Pointing dataset records:

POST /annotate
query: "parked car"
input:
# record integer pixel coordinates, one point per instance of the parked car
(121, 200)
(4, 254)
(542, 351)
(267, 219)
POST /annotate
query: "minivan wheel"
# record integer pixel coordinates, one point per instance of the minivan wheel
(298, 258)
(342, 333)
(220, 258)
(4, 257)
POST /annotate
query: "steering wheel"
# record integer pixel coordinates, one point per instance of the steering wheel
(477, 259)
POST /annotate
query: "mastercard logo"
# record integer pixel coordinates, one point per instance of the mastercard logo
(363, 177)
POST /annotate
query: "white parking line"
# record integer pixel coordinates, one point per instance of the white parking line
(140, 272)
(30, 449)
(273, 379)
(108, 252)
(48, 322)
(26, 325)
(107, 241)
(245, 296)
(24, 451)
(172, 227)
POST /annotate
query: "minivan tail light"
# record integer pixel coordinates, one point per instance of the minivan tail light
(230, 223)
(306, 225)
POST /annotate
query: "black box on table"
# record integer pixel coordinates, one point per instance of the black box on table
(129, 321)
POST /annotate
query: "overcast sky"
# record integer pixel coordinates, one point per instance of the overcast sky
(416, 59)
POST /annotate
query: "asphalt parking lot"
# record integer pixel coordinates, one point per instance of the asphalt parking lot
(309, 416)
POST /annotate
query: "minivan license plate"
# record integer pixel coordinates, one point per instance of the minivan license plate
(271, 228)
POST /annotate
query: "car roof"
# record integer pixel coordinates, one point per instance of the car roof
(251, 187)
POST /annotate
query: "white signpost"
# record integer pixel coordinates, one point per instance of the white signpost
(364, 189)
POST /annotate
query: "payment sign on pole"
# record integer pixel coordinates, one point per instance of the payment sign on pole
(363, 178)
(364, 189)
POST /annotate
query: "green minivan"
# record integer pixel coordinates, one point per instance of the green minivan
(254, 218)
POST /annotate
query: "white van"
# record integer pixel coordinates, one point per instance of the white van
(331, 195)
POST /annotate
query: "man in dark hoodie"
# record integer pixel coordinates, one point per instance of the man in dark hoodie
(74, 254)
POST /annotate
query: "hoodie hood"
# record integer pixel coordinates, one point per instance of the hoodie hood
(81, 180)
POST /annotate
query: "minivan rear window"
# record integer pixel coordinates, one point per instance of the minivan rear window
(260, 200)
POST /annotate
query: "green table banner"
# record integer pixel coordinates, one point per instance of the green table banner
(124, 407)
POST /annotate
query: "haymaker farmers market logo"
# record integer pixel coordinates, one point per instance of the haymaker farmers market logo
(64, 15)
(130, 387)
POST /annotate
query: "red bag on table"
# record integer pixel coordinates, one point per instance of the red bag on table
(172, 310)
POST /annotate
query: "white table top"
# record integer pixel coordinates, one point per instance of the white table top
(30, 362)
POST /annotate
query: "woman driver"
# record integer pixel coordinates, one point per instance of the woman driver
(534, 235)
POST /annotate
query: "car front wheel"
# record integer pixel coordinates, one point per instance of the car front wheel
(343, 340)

Requirement –
Extract every line of the records that contains the word "table".

Written answer –
query: "black box on table"
# record integer pixel coordinates, one point per instance of the black box on table
query: "green table banner"
# record integer pixel coordinates, one point per instance of the green table banner
query: "red bag on table"
# record integer pixel coordinates, one point per instance of the red bag on table
query: "white table top"
# record integer pixel coordinates, one point per instance of the white table top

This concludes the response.